**TEXT SECTION:**
········
There are two sources available to value the land assets underlying the Aggie Square project. The first is the static raw land values in consultant reports estimating economic impacts of the project and providing data for a financing district (Cite). The second approach is to calculate and total the present value of all ground lease revenue accruing to UCD (cite). This second approach is more accurate because it reflects the contracted payments for land. Unfortunately, all the ground leases have not been disclosed as of the writing of this paper. For the few ground leases that were available, however, there were references to the static values in the consultant reports as representing the appraised value of the land. Therefore, for this analysis the static land values are used to determine the shareable amount.
········
[Items stored from a collection]
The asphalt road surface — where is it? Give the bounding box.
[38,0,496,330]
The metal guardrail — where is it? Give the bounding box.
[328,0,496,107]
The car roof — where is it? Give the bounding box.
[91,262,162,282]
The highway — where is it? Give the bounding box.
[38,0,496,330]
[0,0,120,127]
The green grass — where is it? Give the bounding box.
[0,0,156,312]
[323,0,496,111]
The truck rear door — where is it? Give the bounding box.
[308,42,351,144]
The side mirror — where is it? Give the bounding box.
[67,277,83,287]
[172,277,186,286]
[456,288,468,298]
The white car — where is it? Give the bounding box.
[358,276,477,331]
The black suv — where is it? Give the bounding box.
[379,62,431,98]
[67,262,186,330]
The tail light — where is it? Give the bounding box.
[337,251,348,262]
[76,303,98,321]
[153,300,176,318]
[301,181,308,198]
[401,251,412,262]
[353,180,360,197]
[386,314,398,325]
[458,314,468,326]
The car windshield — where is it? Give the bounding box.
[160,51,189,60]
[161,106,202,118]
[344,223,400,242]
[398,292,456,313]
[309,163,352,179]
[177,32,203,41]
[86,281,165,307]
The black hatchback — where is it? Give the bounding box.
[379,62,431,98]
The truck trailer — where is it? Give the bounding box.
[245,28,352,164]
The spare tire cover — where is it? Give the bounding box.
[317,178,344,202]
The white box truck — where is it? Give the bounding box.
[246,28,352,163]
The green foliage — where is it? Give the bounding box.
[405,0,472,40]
········
**QUESTIONS TO ANSWER:**
• a. Answer each question from the land valuation text:
(i) How many sources are available to value the land assets underlying the Aggie Square project?
(ii) According to the text, why is the second approach more accurate?
(iii) Which values are used in this analysis to determine the shareable amount?
• b. Write out the passage of the land valuation text between "There are two" and "the shareable amount.", inclusive.
The data are separate material, distinct from the land valuation text.

**SOLUTIONS TO THE EXERCISE:**
• a.
(i) Two.
(ii) It reflects the contracted payments for land.
(iii) The static land values.

• b.
There are two sources available to value the land assets underlying the Aggie Square project. The first is the static raw land values in consultant reports estimating economic impacts of the project and providing data for a financing district (Cite). The second approach is to calculate and total the present value of all ground lease revenue accruing to UCD (cite). This second approach is more accurate because it reflects the contracted payments for land. Unfortunately, all the ground leases have not been disclosed as of the writing of this paper. For the few ground leases that were available, however, there were references to the static values in the consultant reports as representing the appraised value of the land. Therefore, for this analysis the static land values are used to determine the shareable amount.